» List of tasks
a. Decide whether each statement below agrees with the post about the slow Haskell math parser: (i) the poster took the code from a wiki books page; (ii) the program slows down when brackets are removed from an expression; (iii) the more operators the parser checks for, the fewer brackets it can handle. Answer each with yes or no and quote the words of the post that settle it.
b. Reproduce the passage of the post about the slow Haskell math parser starting at "Bottleneck in math" and ending at "char [' ','\n']))".

» Text to read
Bottleneck in math parser Haskell - parsing

I got this code below from the wiki books page here. It parses math expressions, and it works very well for the code I'm working on. Although there is one problem, when I start to add layers of brackets to my expression the program slows down dramatically, crashing my computer at some point. It has something to do with the number of operators I have it check for, the more operators I have the less brackets I can parse. Is there anyway to get around or fix this bottleneck?
Any help is much appreciated.
import Text.ParserCombinators.ReadP
-- slower
operators = [("Equality",'='),("Sum",'+'), ("Product",'*'), ("Division",'/'), ("Power",'^')]
-- faster
-- ~ operators = [("Sum",'+'), ("Product",'*'), ("Power",'^')]
skipWhitespace = do
many (choice (map char [' ','\n']))
return ()
brackets p = do
skipWhitespace
char '('
r <- p
skipWhitespace
char ')'
return r
data Tree op = Apply (Tree op) (Tree op) | Branch op (Tree op) (Tree op) | Leaf String deriving Show
leaf = chainl1 (brackets tree
+++ do
skipWhitespace
s <- many1 (choice (map char "abcdefghijklmnopqrstuvwxyzABCDEFGHIJKLMNOPQRSTUVWXYZ0123456789.-[]" ))
return (Leaf s))
(return Apply)
tree = foldr (\(op,name) p ->
let this = p +++ do
a <- p +++ brackets tree
skipWhitespace
char name
b <- this
return (Branch op a b)

» Items
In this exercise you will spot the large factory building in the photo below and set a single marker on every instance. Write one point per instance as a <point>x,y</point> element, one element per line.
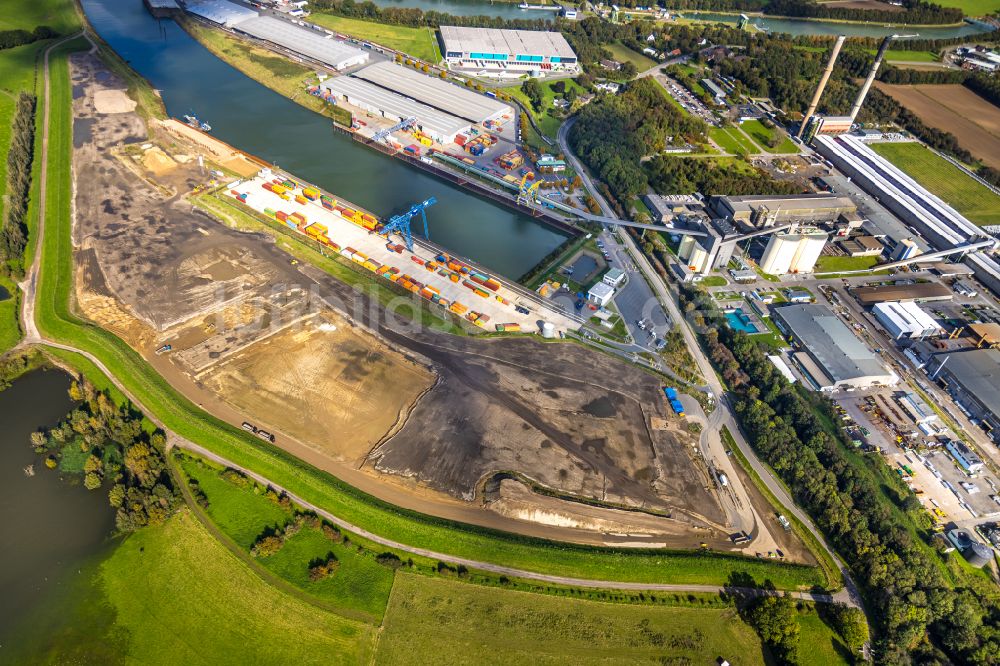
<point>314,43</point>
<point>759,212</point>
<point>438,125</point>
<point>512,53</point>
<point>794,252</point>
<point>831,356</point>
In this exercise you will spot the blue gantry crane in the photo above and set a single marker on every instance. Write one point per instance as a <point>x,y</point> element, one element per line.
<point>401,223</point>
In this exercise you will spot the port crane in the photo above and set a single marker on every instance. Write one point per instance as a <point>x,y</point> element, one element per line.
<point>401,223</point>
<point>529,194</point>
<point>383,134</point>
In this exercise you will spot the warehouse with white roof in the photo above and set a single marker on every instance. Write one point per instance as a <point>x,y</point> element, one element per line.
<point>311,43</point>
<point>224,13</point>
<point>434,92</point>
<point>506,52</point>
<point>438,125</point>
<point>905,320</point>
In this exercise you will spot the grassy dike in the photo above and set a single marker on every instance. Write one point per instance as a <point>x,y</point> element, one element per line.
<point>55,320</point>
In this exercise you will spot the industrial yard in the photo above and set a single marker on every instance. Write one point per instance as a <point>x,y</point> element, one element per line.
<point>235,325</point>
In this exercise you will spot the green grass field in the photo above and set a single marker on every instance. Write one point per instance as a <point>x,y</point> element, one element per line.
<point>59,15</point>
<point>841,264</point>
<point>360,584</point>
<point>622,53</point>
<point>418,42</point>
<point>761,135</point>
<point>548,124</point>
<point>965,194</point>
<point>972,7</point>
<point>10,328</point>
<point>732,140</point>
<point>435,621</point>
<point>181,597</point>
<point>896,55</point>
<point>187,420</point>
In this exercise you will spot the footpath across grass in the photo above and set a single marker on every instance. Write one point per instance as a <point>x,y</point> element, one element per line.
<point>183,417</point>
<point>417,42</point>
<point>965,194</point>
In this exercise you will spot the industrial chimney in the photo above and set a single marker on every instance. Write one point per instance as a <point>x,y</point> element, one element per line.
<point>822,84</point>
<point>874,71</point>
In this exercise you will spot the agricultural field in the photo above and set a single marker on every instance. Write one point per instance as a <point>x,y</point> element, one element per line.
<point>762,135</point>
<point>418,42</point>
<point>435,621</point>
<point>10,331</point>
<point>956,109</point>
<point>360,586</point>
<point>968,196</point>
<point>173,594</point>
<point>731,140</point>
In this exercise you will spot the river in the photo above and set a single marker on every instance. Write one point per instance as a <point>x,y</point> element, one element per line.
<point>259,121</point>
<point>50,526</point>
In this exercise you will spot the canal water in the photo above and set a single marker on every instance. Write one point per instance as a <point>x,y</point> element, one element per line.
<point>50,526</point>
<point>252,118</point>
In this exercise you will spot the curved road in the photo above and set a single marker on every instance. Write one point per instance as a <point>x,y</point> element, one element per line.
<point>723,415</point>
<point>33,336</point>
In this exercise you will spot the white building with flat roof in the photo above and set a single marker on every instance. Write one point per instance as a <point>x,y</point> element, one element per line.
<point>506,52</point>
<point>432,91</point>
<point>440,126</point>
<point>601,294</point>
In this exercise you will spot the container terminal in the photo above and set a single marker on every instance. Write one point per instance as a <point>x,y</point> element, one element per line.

» Responses by task
a.
(i) Yes: "I got this code below from the wiki books page here."
(ii) No: "when I start to add layers of brackets to my expression the program slows down dramatically"
(iii) Yes: "the more operators I have the less brackets I can parse."

b.
Bottleneck in math parser Haskell - parsing

I got this code below from the wiki books page here. It parses math expressions, and it works very well for the code I'm working on. Although there is one problem, when I start to add layers of brackets to my expression the program slows down dramatically, crashing my computer at some point. It has something to do with the number of operators I have it check for, the more operators I have the less brackets I can parse. Is there anyway to get around or fix this bottleneck?
Any help is much appreciated.
import Text.ParserCombinators.ReadP
-- slower
operators = [("Equality",'='),("Sum",'+'), ("Product",'*'), ("Division",'/'), ("Power",'^')]
-- faster
-- ~ operators = [("Sum",'+'), ("Product",'*'), ("Power",'^')]
skipWhitespace = do
many (choice (map char [' ','\n']))